▶ REQUIRED ACTIONS
a) According to the essay on mountains and molehills, how long ago did the writer retire?
b) Write the next part of the essay on mountains and molehills, picking up after its final sentence.

### PASSAGE ###

Mountains and Molehills

I went for a walk this morning for the first time since I retired six months ago.  At the very time when I had the time to go walking I stopped walking.  When you have all the time in the world, time disappears.  When there are no obsticles in your way it’s easy to invent some.  It’s too early; it’s too late; it’s too cold; it’s too hot; there is too much traffic on the road.  It’s dangerous in the misty morning.  There is something I want to watch on the news.  I can’t fnd my walking shoes.  It’s slippery underfoot.  There’s no fruit to take with me.  I have no apple for the horses.  Where is my asthma puffer?  Best of all perhaps and the most frequently used is “I will do it tomorrow”.

I am sure I must have thought of hundreds more excuses.  It’s easy to make mountains out of molehills, especially when you don’t really want to do something but you feel you should.

Three miles today felt like 30 miles and the slight hill half way around the walk seemed like the north face of the Eiger.  It took me longer than in the past and by the time I got back home, my legs ached a bit and I was hot and tired.  But these thoughts were dwarfed by a real sence of achievement.

### GIVEN INFORMATION ###

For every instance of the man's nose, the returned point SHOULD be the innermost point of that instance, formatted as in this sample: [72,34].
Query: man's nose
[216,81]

###

▶ ANSWERS FOR THE TASKS
a) Six months ago.

b)
As we get older it is not difficult to see more and more barriers rising before us as our age advances.  Excuses are more frequently found and “taking it easy” can become your watchword.  Molehills can quickly become mountains, if we want them to.

Fortunately, I have been lucky enough to see many older people belying their age and overcoming adversity in their lives.  Achieving things they never imagined they could do.  From pottery to poetry; gambling in Las Vegas to walking on the Great Wall of China; from swimming with sharks to skiing with Eddie the Eagle, climbing and abseiling rock walls at an outward bound centre in Exmoor to looping the loop in a glider at 93.  Over the years at ExtraCare, I have been priviliged to see literally hundreds of elderly people with every kind of frailty overcome their age and apprehensions to conquer amazing new challenges in later life.

Let’s carry on turning mountains into molehills and then there will be no more excuses left for me.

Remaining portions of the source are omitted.